_Records provided_
++++++++++

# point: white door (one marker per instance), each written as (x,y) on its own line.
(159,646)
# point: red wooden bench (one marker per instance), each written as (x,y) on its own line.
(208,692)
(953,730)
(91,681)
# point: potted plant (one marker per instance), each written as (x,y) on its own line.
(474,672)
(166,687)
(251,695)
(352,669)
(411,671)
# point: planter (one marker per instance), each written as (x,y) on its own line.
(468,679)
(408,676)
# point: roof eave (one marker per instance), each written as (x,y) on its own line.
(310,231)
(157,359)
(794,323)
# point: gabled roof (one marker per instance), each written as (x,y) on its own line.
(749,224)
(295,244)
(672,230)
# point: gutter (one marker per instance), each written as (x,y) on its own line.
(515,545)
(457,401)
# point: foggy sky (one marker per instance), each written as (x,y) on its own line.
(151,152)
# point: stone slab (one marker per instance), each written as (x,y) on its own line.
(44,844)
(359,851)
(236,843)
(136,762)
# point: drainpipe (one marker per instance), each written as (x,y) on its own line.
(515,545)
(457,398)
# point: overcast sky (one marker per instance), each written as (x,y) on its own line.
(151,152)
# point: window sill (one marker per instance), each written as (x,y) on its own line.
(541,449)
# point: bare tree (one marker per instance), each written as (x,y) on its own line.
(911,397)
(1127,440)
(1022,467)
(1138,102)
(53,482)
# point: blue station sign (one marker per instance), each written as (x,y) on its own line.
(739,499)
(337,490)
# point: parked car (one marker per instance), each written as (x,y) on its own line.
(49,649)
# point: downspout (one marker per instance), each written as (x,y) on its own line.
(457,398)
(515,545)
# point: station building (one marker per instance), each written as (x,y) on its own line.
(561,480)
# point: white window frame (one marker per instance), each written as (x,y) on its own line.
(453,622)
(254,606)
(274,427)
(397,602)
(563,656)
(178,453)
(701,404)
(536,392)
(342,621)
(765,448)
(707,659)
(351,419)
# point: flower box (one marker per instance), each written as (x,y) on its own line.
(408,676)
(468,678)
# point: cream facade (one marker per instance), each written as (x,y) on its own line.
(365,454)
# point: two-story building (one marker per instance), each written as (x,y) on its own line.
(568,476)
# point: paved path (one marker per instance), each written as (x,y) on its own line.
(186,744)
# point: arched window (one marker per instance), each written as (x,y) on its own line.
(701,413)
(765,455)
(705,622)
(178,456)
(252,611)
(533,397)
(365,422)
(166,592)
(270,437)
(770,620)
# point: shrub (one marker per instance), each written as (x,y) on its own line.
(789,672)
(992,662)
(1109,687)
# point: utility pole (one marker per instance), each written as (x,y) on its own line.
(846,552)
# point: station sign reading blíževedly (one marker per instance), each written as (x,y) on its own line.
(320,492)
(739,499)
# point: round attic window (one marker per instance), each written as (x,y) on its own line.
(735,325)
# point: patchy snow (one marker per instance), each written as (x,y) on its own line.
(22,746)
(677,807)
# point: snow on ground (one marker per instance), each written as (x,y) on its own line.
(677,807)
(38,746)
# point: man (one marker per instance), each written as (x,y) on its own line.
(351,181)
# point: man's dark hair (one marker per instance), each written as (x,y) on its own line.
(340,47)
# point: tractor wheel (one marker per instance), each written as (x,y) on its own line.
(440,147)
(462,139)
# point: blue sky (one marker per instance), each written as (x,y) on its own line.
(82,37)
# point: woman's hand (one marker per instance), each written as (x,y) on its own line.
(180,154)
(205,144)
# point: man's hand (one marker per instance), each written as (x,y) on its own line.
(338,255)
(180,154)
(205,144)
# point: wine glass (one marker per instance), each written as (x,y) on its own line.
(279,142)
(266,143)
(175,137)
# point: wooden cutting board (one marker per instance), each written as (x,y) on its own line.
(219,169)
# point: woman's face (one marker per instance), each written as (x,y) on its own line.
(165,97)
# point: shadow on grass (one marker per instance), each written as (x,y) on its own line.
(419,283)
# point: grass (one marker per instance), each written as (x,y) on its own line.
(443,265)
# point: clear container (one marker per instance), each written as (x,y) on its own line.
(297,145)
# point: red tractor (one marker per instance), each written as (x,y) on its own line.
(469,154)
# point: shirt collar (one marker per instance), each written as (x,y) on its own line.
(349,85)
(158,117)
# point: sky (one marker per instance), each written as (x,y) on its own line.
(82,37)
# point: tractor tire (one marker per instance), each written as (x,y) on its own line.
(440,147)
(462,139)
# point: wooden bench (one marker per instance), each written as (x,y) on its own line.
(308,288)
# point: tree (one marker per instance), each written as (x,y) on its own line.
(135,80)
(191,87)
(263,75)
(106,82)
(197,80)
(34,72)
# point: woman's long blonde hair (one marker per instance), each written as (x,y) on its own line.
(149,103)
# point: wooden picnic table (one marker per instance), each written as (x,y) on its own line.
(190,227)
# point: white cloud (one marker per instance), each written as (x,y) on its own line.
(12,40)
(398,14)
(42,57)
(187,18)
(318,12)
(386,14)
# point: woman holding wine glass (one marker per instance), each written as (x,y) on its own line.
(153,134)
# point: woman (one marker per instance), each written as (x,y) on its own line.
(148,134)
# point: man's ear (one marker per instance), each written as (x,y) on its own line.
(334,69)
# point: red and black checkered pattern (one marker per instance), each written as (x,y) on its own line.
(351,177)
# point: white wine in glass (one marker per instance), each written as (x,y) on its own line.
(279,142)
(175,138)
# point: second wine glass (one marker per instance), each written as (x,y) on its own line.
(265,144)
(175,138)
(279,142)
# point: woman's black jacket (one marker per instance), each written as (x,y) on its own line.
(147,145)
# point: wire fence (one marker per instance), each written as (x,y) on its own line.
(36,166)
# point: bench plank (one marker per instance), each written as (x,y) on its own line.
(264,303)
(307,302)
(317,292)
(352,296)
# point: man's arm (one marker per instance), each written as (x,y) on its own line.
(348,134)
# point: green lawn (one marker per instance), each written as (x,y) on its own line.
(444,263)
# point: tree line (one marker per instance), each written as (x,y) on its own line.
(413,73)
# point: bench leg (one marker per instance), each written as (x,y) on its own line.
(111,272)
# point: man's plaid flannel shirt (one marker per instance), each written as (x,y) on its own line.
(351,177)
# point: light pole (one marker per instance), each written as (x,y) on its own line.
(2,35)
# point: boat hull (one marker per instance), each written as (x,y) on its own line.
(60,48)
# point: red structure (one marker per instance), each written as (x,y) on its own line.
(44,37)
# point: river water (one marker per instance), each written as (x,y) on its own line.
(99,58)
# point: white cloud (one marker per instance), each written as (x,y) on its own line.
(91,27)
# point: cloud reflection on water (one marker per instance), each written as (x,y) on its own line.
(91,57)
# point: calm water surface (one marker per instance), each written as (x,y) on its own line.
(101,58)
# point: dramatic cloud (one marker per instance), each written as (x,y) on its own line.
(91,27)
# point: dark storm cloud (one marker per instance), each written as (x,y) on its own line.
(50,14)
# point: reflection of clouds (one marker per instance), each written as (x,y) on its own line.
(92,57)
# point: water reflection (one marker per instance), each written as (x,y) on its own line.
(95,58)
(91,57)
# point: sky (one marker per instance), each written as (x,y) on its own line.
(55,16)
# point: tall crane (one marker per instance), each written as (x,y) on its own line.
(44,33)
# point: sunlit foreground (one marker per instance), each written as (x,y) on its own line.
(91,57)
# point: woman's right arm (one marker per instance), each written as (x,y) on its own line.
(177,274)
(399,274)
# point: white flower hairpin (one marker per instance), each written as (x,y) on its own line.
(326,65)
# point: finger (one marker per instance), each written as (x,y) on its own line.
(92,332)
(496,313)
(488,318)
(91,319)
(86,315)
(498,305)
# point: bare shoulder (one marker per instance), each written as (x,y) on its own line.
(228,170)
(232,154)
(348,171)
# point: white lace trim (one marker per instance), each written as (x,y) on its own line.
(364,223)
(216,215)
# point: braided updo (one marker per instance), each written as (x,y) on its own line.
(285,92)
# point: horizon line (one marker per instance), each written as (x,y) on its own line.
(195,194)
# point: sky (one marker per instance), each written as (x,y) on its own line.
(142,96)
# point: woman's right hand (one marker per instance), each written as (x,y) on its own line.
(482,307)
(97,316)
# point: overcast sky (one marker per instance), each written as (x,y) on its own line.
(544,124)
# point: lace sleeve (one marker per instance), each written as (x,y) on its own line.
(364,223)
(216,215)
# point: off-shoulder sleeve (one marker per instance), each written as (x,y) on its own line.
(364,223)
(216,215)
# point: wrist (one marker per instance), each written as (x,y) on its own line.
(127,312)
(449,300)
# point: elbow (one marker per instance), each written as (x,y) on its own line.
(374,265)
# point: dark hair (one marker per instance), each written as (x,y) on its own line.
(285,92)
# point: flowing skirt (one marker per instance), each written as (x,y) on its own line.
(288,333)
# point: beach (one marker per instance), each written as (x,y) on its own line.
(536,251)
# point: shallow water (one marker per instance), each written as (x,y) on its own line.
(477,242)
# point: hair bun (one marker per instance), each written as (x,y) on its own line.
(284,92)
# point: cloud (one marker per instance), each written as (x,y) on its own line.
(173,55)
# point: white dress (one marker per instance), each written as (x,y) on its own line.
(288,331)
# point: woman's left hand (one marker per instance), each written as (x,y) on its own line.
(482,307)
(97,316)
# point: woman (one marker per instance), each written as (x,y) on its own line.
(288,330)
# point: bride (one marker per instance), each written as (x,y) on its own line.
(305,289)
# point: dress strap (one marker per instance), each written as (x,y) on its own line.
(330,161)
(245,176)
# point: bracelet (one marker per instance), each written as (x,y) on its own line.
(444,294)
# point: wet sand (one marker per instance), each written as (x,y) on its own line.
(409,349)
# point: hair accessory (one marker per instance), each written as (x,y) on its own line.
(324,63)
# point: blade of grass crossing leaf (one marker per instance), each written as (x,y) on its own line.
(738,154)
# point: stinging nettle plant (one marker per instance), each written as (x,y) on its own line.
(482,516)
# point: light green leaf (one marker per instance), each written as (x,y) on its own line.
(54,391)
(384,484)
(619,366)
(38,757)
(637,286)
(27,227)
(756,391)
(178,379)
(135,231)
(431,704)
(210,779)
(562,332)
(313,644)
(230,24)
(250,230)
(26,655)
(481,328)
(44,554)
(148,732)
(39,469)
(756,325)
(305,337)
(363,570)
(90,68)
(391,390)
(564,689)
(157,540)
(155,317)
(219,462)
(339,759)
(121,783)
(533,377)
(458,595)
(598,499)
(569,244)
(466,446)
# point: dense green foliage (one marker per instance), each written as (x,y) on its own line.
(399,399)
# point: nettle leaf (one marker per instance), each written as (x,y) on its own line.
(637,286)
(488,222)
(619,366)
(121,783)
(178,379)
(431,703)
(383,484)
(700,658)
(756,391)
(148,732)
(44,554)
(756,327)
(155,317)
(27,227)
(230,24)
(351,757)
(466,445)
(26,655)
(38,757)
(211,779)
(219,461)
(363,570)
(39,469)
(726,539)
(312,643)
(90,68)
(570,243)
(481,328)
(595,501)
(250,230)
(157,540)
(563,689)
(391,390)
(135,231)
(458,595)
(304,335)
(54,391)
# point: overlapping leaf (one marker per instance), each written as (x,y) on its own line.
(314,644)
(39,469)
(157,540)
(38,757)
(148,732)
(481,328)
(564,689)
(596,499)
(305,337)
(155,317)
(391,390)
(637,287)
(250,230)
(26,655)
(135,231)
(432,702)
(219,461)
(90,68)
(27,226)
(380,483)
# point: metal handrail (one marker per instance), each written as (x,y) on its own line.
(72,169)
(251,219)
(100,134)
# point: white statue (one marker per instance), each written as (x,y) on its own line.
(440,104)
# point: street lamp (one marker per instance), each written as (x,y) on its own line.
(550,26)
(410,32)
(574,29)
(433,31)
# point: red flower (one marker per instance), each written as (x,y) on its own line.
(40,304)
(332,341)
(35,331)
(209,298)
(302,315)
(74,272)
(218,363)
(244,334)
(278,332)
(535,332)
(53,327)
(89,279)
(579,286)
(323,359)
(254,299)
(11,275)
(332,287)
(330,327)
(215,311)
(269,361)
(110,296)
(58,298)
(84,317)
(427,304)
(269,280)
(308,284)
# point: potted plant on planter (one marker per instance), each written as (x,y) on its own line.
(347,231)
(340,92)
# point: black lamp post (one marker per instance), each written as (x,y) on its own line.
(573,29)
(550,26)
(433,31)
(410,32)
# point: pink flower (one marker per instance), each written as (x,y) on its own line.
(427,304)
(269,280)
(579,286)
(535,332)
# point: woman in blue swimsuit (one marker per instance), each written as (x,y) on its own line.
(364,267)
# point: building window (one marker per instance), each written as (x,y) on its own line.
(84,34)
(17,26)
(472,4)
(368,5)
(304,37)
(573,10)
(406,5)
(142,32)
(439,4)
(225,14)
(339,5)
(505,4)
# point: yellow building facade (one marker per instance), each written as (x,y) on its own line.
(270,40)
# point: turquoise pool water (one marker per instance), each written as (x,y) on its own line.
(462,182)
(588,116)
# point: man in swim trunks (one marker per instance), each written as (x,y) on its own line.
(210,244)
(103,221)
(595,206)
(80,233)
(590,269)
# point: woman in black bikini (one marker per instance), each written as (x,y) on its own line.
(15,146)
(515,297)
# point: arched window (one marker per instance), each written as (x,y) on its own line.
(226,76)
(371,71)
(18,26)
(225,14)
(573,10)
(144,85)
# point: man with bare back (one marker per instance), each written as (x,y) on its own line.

++++++++++

_Exercise instructions_
Repeat word for word each line from the one with "# point: turquoise" to the end of the records above, inclusive.

_Solution to this problem_
# point: turquoise pool water (one marker per instance), each written as (x,y) on its own line.
(462,182)
(588,116)
# point: man in swim trunks (one marker per instance), each written as (x,y) on its own line.
(210,244)
(103,221)
(595,206)
(80,233)
(590,269)
# point: woman in black bikini (one marker per instance), each written as (x,y) on its own line.
(15,146)
(515,297)
# point: arched window (one marker per instance), each written as (x,y) on its own line.
(226,76)
(371,71)
(18,26)
(225,14)
(573,10)
(144,85)
# point: man with bare back (one marker per instance), each written as (x,y) on its own line.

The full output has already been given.